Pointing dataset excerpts
____

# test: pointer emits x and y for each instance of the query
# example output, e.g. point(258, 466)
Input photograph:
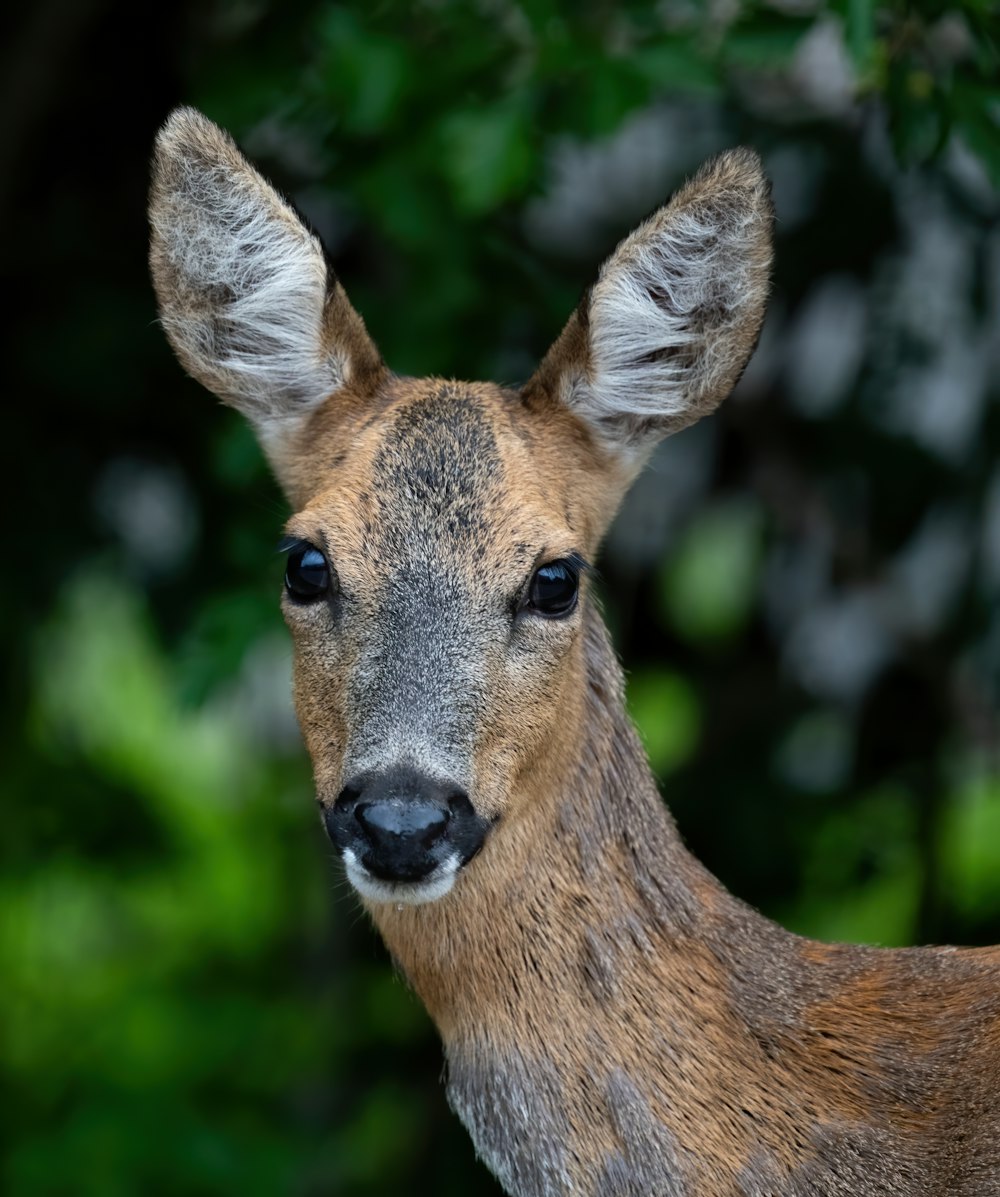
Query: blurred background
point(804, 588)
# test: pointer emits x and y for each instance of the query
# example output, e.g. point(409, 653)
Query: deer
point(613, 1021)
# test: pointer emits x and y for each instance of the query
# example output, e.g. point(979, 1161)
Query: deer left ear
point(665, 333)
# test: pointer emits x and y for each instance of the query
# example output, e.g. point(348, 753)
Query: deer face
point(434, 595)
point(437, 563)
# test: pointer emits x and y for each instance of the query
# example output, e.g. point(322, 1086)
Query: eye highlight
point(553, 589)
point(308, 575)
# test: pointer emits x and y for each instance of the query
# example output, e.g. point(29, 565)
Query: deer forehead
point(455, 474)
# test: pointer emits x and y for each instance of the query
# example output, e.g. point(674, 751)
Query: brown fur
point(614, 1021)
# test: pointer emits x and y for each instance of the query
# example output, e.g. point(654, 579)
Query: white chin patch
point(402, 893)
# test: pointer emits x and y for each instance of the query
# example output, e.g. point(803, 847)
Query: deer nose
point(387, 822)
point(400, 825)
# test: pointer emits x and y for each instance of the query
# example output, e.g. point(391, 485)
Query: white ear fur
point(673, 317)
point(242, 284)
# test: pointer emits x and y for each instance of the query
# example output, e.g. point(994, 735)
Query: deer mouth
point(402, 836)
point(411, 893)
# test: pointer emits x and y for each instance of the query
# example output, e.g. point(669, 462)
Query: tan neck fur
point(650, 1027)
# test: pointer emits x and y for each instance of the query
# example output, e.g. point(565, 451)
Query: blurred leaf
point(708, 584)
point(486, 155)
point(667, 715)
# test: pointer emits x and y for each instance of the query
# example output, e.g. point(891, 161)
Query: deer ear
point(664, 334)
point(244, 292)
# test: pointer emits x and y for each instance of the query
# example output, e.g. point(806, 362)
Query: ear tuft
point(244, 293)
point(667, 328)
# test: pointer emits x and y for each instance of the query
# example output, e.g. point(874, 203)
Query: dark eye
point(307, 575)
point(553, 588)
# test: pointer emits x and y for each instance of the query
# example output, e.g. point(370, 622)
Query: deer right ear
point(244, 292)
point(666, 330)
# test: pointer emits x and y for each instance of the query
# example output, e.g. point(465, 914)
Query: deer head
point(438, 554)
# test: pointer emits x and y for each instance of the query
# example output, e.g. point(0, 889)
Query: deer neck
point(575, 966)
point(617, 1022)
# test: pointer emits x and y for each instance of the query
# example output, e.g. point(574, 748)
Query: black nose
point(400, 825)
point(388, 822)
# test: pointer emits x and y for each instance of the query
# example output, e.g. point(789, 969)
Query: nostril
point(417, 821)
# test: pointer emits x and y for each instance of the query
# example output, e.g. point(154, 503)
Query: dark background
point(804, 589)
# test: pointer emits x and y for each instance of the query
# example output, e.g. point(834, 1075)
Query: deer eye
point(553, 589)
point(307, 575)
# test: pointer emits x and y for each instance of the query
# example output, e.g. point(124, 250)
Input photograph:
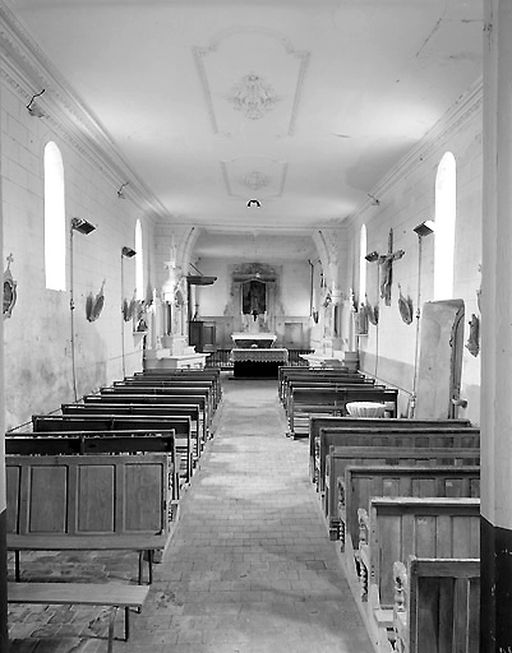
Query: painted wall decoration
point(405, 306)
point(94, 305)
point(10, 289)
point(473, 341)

____

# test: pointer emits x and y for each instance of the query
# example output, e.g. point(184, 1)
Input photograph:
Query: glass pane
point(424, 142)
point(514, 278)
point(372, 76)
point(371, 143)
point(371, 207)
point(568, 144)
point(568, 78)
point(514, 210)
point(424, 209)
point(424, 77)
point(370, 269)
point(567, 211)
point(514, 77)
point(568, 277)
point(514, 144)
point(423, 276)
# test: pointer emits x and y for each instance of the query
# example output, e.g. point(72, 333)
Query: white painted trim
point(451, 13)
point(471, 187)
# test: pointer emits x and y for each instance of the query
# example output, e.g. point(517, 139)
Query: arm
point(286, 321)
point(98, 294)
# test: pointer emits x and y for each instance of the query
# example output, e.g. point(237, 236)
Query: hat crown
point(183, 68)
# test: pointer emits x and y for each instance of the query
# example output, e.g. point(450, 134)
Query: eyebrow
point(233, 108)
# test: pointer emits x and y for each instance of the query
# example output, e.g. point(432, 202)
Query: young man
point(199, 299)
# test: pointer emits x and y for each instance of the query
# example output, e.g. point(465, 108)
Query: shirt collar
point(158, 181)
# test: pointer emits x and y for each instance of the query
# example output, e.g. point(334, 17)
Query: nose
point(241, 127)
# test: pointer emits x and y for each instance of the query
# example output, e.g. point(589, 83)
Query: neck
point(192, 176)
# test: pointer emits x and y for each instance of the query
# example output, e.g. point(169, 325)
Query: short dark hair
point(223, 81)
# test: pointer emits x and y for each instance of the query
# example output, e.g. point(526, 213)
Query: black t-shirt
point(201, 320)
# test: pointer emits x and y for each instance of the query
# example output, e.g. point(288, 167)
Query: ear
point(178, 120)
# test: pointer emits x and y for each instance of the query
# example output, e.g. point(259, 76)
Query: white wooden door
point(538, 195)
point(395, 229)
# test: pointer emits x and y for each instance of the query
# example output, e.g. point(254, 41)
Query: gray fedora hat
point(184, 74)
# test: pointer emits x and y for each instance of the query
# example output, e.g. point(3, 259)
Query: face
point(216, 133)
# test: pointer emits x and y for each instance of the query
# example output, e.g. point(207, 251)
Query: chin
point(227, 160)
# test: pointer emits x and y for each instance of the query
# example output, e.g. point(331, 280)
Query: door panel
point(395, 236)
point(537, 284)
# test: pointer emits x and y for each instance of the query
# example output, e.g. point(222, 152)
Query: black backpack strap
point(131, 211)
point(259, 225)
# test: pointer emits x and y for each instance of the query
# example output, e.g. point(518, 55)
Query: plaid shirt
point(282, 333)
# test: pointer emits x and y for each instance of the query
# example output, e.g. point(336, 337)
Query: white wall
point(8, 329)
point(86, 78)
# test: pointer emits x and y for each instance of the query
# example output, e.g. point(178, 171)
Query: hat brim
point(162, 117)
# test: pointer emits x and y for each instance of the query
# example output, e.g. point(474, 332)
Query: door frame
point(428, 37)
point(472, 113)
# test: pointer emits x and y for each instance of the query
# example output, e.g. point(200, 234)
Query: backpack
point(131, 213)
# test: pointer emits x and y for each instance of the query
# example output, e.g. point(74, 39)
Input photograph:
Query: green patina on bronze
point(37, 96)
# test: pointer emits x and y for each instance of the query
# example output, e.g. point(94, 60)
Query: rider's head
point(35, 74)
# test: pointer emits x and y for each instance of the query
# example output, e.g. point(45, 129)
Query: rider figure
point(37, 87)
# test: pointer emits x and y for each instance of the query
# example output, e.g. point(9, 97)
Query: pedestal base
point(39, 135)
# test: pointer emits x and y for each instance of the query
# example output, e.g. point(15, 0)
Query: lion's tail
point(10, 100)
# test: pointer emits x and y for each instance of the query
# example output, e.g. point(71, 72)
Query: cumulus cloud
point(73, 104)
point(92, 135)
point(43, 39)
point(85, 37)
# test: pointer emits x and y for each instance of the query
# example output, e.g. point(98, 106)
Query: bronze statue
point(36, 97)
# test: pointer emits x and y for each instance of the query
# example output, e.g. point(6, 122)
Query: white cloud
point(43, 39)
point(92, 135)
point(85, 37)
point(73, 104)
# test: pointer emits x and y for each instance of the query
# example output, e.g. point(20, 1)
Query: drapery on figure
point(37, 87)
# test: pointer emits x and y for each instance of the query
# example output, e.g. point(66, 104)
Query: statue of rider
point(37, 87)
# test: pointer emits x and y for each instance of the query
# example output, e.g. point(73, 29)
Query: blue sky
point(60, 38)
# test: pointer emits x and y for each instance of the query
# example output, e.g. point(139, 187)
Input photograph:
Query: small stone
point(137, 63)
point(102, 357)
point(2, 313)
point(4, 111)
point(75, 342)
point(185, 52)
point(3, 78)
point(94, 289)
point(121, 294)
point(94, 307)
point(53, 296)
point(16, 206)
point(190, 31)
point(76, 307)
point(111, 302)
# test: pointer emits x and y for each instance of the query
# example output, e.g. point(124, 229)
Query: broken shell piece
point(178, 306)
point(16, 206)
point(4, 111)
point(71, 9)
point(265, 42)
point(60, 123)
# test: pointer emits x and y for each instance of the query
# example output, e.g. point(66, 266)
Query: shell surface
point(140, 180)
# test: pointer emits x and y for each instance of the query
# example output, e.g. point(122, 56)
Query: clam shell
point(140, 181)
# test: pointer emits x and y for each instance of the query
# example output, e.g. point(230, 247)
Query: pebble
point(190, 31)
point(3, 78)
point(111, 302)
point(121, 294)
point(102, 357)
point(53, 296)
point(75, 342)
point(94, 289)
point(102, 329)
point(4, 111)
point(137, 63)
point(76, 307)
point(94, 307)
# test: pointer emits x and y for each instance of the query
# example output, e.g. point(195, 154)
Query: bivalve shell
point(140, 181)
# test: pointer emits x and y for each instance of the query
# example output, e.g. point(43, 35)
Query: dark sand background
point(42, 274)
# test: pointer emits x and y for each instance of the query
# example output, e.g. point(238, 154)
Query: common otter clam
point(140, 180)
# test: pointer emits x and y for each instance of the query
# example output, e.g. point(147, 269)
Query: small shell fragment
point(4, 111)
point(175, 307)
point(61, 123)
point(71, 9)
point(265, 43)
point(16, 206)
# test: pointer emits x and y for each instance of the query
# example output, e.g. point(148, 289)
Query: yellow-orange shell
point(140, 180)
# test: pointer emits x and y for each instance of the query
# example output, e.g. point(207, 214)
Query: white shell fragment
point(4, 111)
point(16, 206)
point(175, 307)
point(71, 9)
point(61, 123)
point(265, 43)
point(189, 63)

____

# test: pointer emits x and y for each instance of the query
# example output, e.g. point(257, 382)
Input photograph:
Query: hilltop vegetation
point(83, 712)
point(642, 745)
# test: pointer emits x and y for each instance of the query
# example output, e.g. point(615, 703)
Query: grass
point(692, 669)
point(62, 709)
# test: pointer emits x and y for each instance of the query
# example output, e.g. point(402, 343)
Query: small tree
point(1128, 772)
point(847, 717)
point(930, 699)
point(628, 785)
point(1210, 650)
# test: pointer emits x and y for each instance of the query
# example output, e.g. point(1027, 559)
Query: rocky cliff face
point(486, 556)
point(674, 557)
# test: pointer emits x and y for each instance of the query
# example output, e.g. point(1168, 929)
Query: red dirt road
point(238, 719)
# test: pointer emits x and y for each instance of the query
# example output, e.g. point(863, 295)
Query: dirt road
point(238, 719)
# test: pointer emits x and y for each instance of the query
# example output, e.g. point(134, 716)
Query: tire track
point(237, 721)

____

▸ STATED PROBLEM:
Return every line in the records above that contains the word "clam".

▸ RESULT:
Query: clam shell
Query: common otter clam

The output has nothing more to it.